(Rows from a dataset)

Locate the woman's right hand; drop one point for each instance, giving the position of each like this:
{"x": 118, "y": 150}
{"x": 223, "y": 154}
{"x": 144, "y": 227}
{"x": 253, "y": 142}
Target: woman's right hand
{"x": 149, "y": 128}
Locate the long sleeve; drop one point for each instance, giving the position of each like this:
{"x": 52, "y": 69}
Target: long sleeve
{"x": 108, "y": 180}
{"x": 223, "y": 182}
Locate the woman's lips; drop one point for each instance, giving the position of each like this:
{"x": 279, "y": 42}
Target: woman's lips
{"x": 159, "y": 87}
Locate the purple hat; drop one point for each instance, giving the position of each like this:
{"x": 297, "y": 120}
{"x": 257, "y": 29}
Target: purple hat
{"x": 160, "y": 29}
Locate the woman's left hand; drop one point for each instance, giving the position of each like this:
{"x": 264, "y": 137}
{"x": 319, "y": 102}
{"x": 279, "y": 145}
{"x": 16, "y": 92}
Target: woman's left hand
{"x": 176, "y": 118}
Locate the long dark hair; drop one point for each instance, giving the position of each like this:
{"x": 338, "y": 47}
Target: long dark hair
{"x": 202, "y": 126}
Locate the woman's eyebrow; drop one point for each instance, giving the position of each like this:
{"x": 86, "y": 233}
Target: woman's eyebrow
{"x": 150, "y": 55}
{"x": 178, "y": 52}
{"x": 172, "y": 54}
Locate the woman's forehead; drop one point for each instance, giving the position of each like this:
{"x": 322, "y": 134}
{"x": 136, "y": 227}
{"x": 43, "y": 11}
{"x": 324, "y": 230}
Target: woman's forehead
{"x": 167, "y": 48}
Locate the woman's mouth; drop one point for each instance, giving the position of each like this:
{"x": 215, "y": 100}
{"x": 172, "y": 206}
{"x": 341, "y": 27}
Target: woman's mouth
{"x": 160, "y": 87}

**YOUR TASK:**
Recopy all the lines exactly as they appear.

**COMPLETE ANSWER:**
Locate the woman's right hand; drop one point for each instance, giving the position of each like this:
{"x": 118, "y": 150}
{"x": 223, "y": 154}
{"x": 144, "y": 227}
{"x": 253, "y": 142}
Target: woman's right hand
{"x": 149, "y": 128}
Locate the long sleeve; drop one point for each instance, giving the position of each like this:
{"x": 52, "y": 69}
Target: long sleeve
{"x": 108, "y": 180}
{"x": 223, "y": 182}
Locate the woman's lips; drop one point for each instance, giving the position of each like this:
{"x": 279, "y": 42}
Target: woman's lips
{"x": 159, "y": 87}
Locate the purple hat; drop one point for each instance, giving the position of each like this:
{"x": 297, "y": 120}
{"x": 257, "y": 29}
Target: purple hat
{"x": 160, "y": 29}
Locate the woman's left hand; drop one point for each instance, giving the position of each like this:
{"x": 264, "y": 137}
{"x": 319, "y": 102}
{"x": 279, "y": 145}
{"x": 16, "y": 92}
Target: woman's left hand
{"x": 176, "y": 118}
Locate the long dark hair; drop one point for each instance, giving the position of each like this:
{"x": 338, "y": 47}
Target: long dark hair
{"x": 202, "y": 126}
Locate the woman's eyebrow; drop one point for each instance, giving the position of each like this:
{"x": 86, "y": 233}
Target: woman's eyebrow
{"x": 150, "y": 55}
{"x": 178, "y": 52}
{"x": 172, "y": 54}
Locate the woman's forehead; drop one point for each instance, giving the position of each like this:
{"x": 322, "y": 134}
{"x": 136, "y": 227}
{"x": 43, "y": 11}
{"x": 324, "y": 230}
Target: woman's forehead
{"x": 167, "y": 48}
Locate the woman's mouth; drop one point for each instance, giving the position of each like this:
{"x": 215, "y": 100}
{"x": 172, "y": 206}
{"x": 341, "y": 27}
Target: woman's mouth
{"x": 160, "y": 87}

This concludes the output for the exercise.